Description of the task = Beginning with the line in which "Where can the long dark" appears, transcribe each line word for word until the records end. Do not include pictures.

Task input =

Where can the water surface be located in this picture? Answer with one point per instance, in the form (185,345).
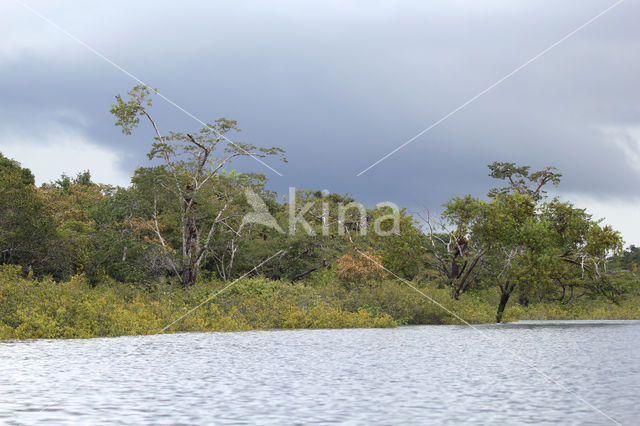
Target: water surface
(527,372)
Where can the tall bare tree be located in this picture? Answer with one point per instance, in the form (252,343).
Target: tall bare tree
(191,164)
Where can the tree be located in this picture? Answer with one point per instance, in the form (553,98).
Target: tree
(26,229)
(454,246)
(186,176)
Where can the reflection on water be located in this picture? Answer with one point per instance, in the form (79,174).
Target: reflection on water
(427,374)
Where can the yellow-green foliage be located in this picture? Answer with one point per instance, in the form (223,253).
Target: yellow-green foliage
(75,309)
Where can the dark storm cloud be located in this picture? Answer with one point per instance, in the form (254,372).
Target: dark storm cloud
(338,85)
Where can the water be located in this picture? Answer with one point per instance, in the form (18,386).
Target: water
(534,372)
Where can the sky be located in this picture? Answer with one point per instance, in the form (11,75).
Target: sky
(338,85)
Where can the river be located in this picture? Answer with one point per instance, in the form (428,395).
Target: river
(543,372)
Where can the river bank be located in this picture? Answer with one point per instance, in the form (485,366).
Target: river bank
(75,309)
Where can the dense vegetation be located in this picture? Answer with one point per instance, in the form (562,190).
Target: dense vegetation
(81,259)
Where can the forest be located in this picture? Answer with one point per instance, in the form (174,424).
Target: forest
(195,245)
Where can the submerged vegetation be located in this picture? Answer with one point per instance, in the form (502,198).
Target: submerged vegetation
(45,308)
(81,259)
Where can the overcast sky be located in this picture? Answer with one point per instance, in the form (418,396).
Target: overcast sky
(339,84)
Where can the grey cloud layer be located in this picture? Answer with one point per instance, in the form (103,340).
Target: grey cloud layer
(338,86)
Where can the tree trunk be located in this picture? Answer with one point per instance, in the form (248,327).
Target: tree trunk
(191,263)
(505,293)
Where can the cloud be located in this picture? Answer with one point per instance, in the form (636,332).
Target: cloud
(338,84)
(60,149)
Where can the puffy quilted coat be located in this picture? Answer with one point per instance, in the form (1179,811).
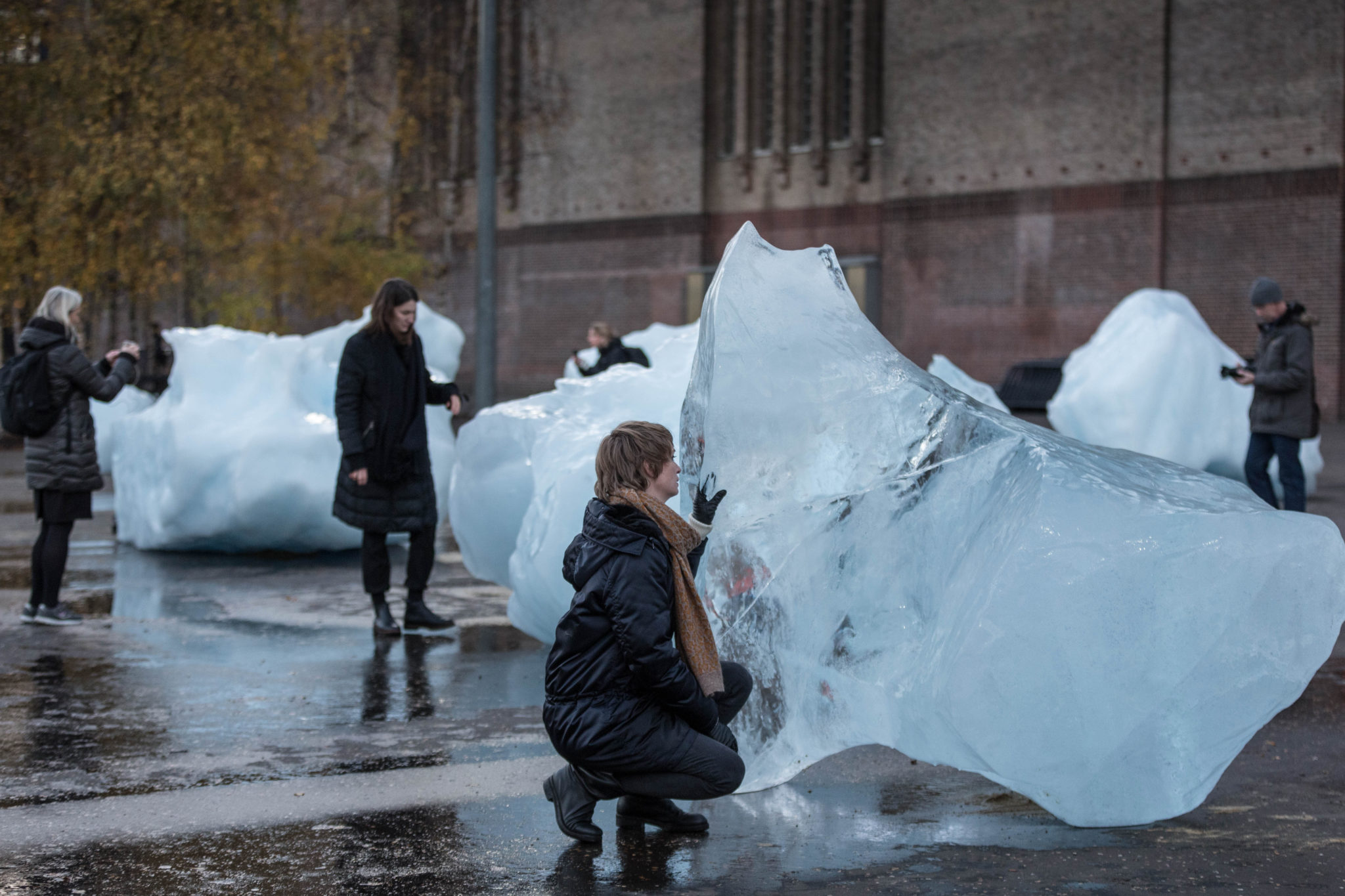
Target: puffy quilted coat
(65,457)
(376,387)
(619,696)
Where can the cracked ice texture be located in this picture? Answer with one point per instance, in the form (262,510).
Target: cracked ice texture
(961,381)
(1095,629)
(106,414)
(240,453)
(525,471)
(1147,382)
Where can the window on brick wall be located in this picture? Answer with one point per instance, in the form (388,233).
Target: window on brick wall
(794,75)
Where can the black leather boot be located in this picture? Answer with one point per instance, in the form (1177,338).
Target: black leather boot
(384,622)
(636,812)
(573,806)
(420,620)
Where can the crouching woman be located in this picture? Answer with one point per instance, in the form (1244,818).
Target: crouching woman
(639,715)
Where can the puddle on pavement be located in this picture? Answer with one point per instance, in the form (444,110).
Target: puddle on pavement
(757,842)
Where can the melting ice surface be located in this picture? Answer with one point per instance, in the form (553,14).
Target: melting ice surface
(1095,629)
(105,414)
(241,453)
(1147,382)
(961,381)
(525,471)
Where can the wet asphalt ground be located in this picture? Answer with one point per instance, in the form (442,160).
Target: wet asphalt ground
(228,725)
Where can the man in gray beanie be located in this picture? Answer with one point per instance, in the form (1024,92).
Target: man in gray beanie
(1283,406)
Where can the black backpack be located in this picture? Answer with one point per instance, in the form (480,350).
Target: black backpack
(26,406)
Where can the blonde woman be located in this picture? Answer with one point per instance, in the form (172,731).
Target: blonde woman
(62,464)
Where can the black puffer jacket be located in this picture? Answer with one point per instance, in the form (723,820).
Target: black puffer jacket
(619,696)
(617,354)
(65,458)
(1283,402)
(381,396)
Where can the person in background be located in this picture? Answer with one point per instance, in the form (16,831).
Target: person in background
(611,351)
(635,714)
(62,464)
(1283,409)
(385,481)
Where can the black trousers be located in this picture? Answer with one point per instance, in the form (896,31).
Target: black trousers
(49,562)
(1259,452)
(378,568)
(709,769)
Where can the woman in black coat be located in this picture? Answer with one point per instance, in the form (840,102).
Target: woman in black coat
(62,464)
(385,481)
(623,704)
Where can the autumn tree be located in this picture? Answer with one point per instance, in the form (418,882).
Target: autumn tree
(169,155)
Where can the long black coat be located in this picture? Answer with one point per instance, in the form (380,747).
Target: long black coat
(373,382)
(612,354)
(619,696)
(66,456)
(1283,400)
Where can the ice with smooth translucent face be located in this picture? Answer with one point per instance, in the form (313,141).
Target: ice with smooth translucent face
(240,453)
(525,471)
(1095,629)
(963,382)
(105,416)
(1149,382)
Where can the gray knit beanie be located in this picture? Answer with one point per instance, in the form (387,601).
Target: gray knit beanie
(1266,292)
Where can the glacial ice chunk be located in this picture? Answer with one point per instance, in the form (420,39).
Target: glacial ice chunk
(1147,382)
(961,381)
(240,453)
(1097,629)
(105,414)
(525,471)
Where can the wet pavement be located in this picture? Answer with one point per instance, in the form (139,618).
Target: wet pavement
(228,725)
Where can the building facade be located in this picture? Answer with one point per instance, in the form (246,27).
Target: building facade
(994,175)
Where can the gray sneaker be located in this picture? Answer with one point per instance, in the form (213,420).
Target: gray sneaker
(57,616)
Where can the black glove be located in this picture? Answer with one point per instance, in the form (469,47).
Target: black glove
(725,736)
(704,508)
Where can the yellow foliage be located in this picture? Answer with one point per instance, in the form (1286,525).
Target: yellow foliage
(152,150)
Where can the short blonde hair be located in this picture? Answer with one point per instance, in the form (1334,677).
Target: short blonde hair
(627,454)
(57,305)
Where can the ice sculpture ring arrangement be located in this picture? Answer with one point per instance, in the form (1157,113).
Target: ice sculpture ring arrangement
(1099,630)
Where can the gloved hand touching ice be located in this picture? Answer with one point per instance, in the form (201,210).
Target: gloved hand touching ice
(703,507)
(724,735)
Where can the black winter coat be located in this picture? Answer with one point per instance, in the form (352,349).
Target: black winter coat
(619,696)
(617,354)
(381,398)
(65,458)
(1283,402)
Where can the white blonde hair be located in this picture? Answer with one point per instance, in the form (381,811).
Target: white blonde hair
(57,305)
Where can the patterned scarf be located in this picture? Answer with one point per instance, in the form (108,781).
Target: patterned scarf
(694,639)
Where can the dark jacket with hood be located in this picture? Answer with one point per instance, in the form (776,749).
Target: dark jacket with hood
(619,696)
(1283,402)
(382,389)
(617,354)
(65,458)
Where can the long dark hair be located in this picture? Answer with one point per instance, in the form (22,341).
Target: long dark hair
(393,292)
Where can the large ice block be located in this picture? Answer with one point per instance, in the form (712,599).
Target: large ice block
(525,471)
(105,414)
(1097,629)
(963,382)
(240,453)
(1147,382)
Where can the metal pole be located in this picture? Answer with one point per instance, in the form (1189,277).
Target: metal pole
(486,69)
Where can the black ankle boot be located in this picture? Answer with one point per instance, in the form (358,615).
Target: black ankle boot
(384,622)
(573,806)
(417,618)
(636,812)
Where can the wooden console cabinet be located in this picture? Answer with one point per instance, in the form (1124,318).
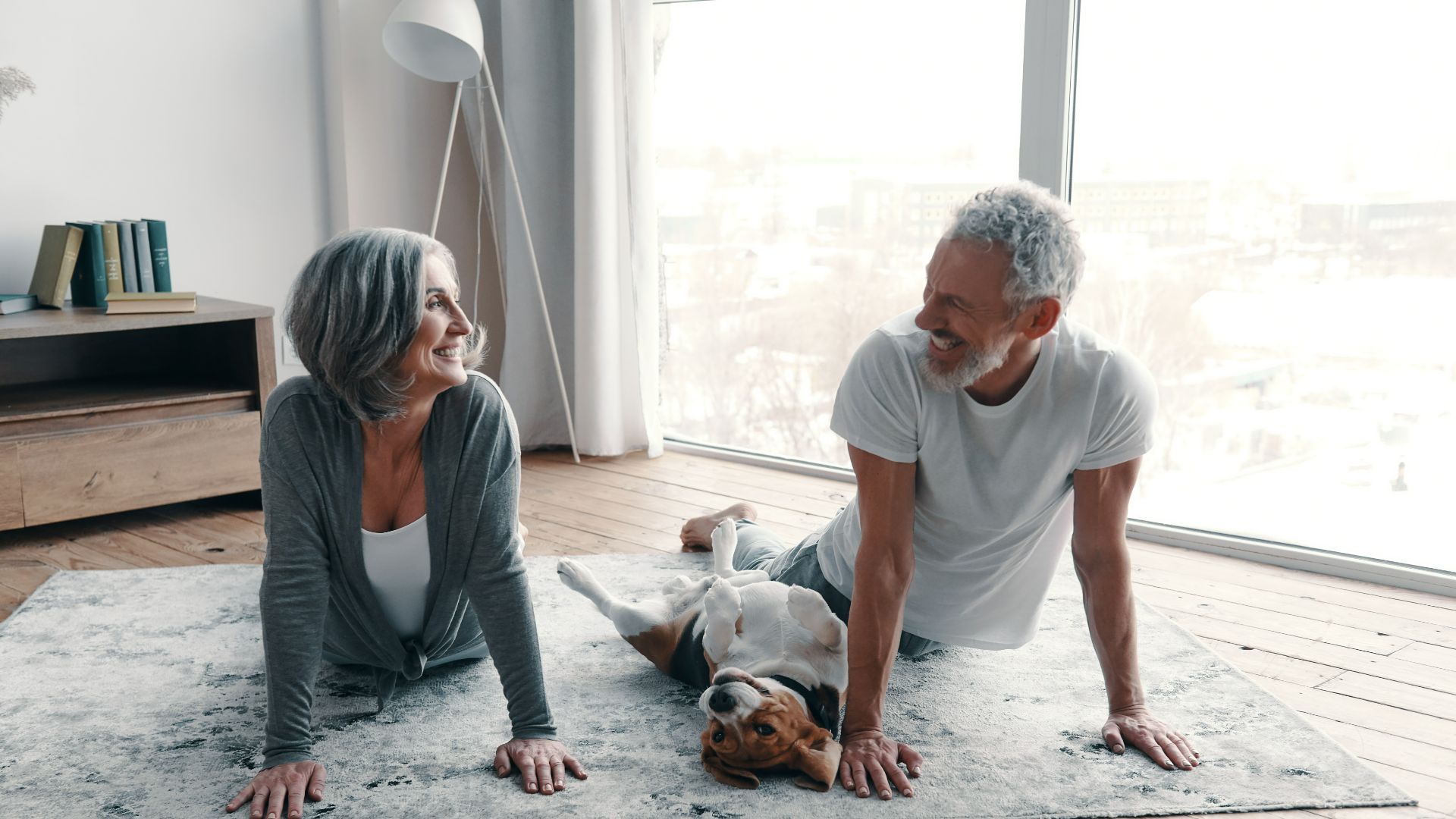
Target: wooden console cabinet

Result =
Where can the long dark hair be located in this picture? Answer with one point per instance, in the form (22,341).
Target: long dark hair
(393,292)
Where can the large ice block be located in this picture? Answer with one point per instance, in the form (712,599).
Target: large ice block
(525,471)
(105,414)
(1097,629)
(963,382)
(240,453)
(1147,382)
Where can the metal pole be located in this picture? Answer with one point per instance, in the form (1189,277).
Target: metal pole
(486,69)
Where can the black ankle boot be located in this picture? Answer with one point per instance, in the form (358,615).
Target: black ankle boot
(384,622)
(573,806)
(417,618)
(636,812)
Where can the wooden console cabinet be located in this picture? Answer with one point per instance, in the form (1124,318).
Target: wooden console cabinet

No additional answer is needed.